## TASK OBJECTIVE:
Copy exactly the line containing "in white cap" and all the lines that follow it to the end of the records, minus the pictures.

-- DATASET RECORDS follows --

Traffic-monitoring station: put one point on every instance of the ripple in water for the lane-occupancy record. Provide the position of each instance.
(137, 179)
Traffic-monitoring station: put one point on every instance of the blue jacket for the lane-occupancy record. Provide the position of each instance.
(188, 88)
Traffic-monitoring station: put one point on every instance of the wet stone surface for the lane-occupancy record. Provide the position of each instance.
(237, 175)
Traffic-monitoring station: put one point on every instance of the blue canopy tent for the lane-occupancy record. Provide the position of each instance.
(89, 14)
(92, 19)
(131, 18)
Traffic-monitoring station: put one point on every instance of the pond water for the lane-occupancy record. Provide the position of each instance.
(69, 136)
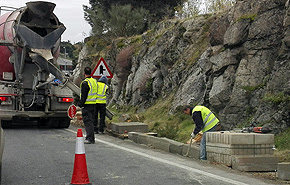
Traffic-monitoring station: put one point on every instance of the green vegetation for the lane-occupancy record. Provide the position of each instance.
(177, 126)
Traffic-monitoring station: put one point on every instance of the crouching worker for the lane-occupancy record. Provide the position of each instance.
(205, 121)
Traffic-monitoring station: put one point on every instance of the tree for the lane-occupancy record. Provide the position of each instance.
(139, 14)
(194, 7)
(124, 21)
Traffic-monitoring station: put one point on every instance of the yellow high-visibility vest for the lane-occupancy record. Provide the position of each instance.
(92, 94)
(208, 117)
(101, 93)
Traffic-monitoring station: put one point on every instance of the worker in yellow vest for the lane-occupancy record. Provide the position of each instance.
(88, 102)
(101, 102)
(205, 121)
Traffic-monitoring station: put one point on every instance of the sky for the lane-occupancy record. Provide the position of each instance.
(69, 12)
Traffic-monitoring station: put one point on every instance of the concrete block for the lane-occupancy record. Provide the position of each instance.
(264, 139)
(133, 136)
(261, 163)
(241, 138)
(219, 158)
(194, 151)
(160, 143)
(284, 171)
(120, 128)
(175, 147)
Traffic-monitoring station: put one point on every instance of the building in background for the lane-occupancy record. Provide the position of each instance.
(65, 65)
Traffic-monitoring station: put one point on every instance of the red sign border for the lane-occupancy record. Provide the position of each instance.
(102, 59)
(68, 111)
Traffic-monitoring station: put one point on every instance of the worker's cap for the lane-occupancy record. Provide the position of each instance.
(103, 79)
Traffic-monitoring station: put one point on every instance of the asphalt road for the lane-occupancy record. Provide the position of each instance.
(46, 157)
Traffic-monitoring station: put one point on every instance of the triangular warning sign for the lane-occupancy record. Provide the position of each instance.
(101, 69)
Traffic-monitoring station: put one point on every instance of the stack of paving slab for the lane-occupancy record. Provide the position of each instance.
(242, 151)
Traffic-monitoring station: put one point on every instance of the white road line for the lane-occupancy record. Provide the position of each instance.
(169, 162)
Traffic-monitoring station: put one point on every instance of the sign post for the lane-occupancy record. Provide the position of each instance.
(72, 111)
(102, 69)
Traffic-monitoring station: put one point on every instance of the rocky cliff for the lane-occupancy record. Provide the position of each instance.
(235, 62)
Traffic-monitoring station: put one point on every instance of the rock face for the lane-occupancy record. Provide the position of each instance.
(237, 64)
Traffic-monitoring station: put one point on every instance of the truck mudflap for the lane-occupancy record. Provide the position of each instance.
(51, 119)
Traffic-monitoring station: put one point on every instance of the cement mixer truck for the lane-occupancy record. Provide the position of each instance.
(29, 48)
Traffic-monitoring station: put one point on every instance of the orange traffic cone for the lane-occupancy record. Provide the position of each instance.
(80, 173)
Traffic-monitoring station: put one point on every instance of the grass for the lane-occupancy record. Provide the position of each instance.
(177, 126)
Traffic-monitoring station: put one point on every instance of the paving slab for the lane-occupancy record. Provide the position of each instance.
(284, 171)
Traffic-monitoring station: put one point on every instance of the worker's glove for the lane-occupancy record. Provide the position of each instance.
(192, 135)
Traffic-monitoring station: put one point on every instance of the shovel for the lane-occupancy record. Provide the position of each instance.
(197, 138)
(189, 147)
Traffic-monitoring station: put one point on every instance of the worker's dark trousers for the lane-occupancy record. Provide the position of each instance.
(203, 155)
(101, 108)
(88, 113)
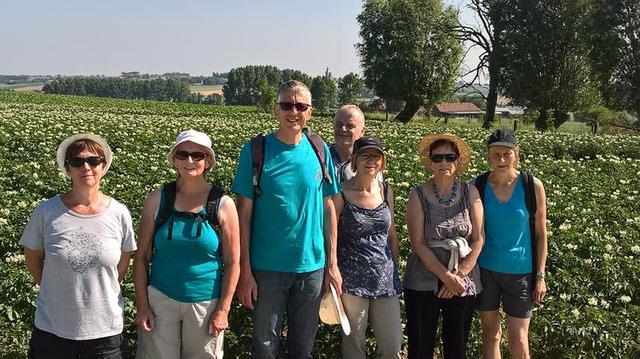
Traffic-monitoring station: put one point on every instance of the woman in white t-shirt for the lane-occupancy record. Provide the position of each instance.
(77, 247)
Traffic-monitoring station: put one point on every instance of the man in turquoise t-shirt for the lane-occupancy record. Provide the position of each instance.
(287, 233)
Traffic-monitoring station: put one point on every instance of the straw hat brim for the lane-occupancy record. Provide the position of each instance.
(463, 148)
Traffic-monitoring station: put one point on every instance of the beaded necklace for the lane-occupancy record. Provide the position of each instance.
(442, 200)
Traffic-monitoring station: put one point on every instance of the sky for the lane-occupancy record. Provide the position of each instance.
(89, 37)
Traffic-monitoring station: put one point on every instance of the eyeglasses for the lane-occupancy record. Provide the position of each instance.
(448, 157)
(79, 161)
(196, 156)
(288, 106)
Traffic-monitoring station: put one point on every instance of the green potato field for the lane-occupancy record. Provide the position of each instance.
(592, 308)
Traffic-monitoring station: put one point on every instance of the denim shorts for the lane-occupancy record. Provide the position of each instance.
(45, 345)
(513, 290)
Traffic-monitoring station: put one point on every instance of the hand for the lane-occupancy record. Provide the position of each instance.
(444, 293)
(453, 283)
(247, 291)
(144, 318)
(218, 322)
(333, 276)
(540, 291)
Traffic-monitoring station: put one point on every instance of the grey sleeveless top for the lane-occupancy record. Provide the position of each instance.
(441, 223)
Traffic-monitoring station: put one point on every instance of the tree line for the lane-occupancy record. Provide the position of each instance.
(554, 57)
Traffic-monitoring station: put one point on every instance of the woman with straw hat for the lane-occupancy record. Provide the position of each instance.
(189, 233)
(444, 219)
(368, 255)
(77, 247)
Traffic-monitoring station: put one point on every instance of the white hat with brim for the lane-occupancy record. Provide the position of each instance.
(197, 137)
(332, 310)
(62, 150)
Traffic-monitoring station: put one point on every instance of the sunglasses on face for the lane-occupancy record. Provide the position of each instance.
(93, 161)
(448, 157)
(196, 155)
(288, 106)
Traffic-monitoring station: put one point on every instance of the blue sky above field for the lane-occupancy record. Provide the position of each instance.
(197, 36)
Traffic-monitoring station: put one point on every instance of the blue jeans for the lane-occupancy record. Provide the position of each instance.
(297, 293)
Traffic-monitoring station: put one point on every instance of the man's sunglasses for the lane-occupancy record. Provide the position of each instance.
(196, 156)
(449, 157)
(288, 106)
(79, 161)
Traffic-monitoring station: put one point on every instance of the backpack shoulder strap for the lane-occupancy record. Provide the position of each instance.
(212, 208)
(530, 201)
(481, 184)
(257, 161)
(318, 147)
(166, 207)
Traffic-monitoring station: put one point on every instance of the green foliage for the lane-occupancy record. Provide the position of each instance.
(614, 39)
(156, 89)
(592, 185)
(349, 88)
(408, 51)
(244, 84)
(548, 66)
(323, 92)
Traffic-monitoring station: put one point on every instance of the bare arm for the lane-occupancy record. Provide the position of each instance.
(247, 286)
(142, 257)
(393, 234)
(541, 240)
(330, 232)
(34, 259)
(230, 243)
(415, 224)
(123, 264)
(476, 213)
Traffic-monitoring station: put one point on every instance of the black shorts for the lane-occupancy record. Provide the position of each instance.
(45, 345)
(513, 290)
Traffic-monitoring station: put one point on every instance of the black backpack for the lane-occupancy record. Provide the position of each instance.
(167, 212)
(257, 157)
(530, 201)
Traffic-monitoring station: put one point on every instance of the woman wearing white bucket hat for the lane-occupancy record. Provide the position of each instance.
(77, 247)
(188, 233)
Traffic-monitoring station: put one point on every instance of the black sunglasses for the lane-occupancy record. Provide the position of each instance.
(79, 161)
(196, 156)
(288, 106)
(448, 157)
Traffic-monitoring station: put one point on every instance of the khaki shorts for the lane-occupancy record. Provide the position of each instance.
(513, 290)
(181, 330)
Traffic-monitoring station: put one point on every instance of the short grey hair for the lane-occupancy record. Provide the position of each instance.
(346, 109)
(293, 86)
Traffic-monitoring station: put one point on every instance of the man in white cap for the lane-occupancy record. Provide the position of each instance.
(288, 228)
(348, 127)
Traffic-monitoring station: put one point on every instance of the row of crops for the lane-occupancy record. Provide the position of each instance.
(592, 184)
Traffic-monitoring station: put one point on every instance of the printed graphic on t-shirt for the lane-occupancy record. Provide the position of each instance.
(83, 251)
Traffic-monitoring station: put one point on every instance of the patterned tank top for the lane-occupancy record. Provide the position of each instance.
(364, 253)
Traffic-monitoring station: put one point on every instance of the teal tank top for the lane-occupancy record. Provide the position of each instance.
(507, 242)
(187, 268)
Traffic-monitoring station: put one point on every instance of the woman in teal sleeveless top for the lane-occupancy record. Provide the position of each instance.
(512, 262)
(183, 300)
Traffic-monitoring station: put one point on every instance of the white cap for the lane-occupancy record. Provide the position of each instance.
(332, 310)
(62, 150)
(197, 137)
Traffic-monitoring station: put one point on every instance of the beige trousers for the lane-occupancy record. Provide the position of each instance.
(384, 315)
(181, 330)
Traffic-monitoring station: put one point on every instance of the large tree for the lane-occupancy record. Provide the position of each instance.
(349, 88)
(548, 67)
(615, 51)
(486, 35)
(409, 52)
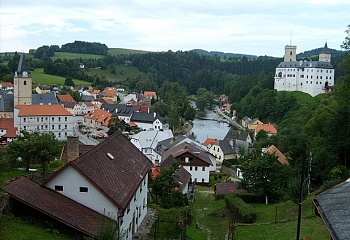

-- DATASET RECORDS concluded --

## WRITTEN SOLUTION:
Traffic-monitoring station: put one point on every instance of the man in white cap for the lane-occupancy record. Provide the position of each instance.
(288, 228)
(348, 127)
Traffic-monitoring station: put one point on every instance of the row of crops for the lane-occupancy record. Provide the position of each instance.
(592, 184)
Traffic-monitoring station: put one point on every instance of the printed graphic on t-shirt for the lane-occupancy record. Provide the position of each instance.
(83, 251)
Traffic-monitoring station: put one point on every instance of the patterned tank top for the lane-occupancy record. Provide the position of each instance.
(364, 253)
Traffic-monitoring station: put one point on every instance of the teal tank top for the lane-occupancy record. Provide the position of each instance.
(507, 242)
(187, 268)
Traffic-monitoring station: put one point on every instance of the woman in teal sleeveless top for the lane-occupancy record. Provide the position of each instance.
(512, 262)
(183, 300)
Traffic-monitoring station: put one point on every instance of the white cap for the lane-occupancy record. Provide the position of each instance.
(332, 310)
(62, 150)
(197, 137)
Traffic-monitoring station: put one point on every instance of the beige trousers for the lane-occupancy record. Provide the position of each instance.
(384, 315)
(181, 330)
Traffic-monitoring station: put one point on every instance of the large tree for the lane-occupancy record. Provide the position of each instance.
(349, 88)
(548, 67)
(615, 51)
(486, 35)
(409, 52)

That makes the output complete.